ASSIGNED TASK:
Each line below with the string "chest" should be copied.

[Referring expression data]
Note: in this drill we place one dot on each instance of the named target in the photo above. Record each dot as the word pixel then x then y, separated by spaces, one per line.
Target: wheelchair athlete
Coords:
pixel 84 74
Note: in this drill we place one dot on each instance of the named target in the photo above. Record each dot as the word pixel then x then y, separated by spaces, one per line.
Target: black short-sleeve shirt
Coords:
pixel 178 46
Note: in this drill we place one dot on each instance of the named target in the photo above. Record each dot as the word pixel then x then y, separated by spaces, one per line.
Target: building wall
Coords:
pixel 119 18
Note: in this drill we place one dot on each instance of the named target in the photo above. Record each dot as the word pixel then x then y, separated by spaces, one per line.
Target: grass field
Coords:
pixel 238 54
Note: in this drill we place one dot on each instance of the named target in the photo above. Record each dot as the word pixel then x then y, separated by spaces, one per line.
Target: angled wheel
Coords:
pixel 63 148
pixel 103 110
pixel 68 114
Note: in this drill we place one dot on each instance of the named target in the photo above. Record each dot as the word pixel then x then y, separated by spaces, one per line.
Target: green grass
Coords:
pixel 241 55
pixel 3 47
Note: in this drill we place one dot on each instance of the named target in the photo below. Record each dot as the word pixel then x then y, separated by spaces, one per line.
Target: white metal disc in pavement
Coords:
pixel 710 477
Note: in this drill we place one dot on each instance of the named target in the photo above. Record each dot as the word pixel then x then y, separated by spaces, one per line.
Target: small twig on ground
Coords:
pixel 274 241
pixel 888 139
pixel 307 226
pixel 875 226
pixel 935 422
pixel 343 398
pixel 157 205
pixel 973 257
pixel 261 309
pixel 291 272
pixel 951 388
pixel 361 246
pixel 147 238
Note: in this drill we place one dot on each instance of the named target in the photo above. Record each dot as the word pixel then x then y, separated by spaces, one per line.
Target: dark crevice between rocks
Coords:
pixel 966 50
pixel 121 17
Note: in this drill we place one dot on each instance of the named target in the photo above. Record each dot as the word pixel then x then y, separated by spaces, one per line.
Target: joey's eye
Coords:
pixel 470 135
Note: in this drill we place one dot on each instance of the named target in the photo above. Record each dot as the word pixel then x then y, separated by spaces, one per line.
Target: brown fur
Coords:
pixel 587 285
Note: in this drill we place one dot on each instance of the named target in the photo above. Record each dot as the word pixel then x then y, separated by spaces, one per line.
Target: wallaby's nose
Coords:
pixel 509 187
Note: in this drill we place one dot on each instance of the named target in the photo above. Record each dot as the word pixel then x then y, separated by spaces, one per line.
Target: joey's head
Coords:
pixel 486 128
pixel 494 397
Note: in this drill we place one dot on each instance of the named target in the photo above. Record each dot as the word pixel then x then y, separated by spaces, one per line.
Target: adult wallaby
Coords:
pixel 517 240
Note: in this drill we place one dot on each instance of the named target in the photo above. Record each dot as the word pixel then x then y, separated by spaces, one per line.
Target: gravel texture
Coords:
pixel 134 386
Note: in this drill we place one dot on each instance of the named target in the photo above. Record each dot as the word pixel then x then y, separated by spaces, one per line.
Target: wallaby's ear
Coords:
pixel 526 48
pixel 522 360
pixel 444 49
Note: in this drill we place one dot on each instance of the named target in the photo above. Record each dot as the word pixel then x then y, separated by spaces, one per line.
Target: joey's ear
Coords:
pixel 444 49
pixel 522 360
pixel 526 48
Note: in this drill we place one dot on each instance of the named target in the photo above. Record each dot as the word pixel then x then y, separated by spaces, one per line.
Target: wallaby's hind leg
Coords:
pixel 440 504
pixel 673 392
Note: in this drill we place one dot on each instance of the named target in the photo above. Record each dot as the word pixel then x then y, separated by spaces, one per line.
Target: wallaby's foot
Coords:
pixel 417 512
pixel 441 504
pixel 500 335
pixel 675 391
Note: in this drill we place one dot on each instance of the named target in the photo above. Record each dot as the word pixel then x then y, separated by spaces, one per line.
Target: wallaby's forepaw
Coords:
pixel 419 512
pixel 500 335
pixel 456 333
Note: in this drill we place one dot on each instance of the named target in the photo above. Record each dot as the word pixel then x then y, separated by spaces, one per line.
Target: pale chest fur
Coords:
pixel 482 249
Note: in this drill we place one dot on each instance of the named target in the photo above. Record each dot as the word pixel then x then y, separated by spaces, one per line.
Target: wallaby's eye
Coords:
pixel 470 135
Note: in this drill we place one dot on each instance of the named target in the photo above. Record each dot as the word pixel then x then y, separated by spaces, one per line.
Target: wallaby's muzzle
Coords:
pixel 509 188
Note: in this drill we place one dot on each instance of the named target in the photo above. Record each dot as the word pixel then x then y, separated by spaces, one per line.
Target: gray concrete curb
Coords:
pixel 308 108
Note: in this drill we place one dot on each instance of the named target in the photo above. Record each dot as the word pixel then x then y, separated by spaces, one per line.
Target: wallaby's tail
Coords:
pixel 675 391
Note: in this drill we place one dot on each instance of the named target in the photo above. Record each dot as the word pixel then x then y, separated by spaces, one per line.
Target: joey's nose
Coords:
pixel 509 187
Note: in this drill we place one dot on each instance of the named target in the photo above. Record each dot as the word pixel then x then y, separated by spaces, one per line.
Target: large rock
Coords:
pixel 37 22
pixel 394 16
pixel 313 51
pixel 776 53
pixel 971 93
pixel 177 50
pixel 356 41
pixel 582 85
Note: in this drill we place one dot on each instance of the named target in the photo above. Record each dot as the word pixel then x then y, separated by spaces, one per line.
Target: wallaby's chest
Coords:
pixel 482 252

SOLUTION FOR THIS EXERCISE:
Target: pale chest fur
Target: wallaby's chest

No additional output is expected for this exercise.